Dataset records
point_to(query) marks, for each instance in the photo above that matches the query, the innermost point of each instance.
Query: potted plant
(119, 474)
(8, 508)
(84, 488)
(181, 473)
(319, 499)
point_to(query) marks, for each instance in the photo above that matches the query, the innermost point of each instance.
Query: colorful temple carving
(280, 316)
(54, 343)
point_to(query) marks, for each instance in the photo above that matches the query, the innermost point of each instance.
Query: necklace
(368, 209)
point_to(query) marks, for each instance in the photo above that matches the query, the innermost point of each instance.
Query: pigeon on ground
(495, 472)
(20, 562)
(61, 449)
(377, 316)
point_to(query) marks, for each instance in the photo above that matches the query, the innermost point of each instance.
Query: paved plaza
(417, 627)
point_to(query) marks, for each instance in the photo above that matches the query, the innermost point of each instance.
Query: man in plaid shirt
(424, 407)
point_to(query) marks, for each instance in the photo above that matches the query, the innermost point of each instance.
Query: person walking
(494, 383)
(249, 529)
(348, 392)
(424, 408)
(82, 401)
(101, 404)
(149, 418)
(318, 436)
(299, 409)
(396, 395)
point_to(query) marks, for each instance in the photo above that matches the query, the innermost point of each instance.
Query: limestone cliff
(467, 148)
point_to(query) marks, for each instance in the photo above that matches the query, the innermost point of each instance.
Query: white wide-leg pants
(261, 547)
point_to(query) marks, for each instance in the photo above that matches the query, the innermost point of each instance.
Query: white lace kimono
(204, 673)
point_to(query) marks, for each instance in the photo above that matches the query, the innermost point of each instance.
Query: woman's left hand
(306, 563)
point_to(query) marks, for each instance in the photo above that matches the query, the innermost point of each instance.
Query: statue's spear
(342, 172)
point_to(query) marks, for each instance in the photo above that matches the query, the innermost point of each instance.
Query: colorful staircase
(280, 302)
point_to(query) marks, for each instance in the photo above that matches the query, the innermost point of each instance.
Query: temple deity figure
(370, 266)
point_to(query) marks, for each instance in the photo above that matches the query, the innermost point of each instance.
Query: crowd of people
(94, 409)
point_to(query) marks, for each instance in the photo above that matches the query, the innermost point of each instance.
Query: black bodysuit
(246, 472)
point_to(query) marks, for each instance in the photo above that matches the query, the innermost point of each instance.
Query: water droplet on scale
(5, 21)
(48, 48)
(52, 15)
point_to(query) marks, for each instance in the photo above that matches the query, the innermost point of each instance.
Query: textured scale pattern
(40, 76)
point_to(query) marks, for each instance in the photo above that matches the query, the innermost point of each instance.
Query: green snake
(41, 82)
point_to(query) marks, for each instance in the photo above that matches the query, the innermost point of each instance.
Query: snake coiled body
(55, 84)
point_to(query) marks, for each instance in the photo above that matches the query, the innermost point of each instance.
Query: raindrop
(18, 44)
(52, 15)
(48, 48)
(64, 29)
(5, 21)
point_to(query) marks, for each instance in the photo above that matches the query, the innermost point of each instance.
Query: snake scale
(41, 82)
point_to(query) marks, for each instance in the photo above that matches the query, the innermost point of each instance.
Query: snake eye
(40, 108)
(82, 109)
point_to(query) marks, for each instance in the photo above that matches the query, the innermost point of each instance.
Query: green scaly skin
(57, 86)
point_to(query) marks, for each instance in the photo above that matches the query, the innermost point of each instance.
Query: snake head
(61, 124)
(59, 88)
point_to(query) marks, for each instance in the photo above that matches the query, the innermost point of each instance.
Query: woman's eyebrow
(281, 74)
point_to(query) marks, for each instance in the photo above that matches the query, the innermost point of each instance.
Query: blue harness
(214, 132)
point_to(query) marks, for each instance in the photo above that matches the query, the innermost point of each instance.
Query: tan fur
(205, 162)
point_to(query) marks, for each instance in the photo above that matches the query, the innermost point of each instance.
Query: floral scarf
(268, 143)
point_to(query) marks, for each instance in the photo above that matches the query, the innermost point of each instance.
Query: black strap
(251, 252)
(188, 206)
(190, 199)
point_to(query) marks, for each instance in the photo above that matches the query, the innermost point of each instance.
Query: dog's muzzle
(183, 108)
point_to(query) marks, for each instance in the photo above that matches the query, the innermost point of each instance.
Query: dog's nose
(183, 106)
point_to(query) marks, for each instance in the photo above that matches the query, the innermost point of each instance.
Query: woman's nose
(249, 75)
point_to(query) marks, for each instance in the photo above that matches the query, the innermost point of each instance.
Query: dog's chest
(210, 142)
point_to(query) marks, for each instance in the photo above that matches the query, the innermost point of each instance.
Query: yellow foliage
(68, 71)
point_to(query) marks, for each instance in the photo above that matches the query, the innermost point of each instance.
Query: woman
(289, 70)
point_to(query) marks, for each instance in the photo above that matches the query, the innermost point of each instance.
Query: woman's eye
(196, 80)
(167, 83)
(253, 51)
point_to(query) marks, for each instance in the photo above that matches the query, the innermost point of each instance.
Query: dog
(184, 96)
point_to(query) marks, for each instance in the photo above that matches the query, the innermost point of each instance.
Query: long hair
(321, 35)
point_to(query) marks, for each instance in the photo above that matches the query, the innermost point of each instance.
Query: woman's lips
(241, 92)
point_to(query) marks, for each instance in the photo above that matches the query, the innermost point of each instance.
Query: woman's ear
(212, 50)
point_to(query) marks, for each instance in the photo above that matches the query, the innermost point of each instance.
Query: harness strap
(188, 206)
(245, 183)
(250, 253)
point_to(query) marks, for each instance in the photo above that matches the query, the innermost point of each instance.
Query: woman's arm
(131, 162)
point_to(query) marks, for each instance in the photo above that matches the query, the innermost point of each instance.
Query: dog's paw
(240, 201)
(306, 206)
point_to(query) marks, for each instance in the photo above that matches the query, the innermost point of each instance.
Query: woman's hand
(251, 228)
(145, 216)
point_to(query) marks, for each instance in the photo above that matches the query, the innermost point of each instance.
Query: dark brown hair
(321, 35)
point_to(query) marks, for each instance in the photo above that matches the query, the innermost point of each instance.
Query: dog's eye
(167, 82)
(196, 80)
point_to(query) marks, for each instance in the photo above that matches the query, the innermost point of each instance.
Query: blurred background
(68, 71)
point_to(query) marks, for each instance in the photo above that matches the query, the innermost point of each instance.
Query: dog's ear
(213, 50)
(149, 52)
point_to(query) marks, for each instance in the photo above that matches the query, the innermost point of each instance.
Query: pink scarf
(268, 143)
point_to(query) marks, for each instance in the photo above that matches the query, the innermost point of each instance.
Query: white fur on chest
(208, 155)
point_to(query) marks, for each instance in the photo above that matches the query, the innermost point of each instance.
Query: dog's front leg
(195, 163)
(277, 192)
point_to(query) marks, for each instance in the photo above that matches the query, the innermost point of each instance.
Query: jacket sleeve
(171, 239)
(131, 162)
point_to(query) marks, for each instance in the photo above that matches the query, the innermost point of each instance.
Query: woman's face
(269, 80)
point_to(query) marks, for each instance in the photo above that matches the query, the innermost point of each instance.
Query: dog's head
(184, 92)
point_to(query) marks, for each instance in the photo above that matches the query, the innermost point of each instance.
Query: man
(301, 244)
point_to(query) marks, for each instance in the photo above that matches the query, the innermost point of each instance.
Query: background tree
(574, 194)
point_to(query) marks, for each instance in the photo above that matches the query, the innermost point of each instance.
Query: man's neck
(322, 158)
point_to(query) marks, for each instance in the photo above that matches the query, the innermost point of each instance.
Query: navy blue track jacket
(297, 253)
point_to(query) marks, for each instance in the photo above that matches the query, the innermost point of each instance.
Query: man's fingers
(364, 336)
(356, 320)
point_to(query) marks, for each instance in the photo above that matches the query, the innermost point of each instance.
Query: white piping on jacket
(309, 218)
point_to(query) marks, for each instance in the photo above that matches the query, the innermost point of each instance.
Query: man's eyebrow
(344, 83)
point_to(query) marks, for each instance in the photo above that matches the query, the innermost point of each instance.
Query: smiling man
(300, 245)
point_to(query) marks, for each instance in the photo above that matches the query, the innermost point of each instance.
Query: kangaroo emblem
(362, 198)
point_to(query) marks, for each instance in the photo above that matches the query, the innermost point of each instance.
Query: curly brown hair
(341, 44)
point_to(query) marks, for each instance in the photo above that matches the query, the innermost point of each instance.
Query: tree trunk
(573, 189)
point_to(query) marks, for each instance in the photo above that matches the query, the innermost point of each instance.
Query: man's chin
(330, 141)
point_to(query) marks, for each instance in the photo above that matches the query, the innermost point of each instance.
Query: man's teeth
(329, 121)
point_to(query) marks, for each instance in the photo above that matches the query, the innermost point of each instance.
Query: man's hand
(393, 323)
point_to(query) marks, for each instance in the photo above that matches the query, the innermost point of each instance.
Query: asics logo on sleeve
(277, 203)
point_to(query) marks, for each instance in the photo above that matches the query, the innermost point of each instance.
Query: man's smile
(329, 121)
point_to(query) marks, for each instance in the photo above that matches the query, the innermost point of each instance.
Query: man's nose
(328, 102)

What you are asked to do: Set down exactly, and only, the lines of the data above from the line containing "Query: man's smile" through the last one.

Task answer:
Query: man's smile
(329, 121)
point_to(query) marks, for each instance in the photo above that matches the query, the innermost point of each instance.
Query: man's nose
(328, 102)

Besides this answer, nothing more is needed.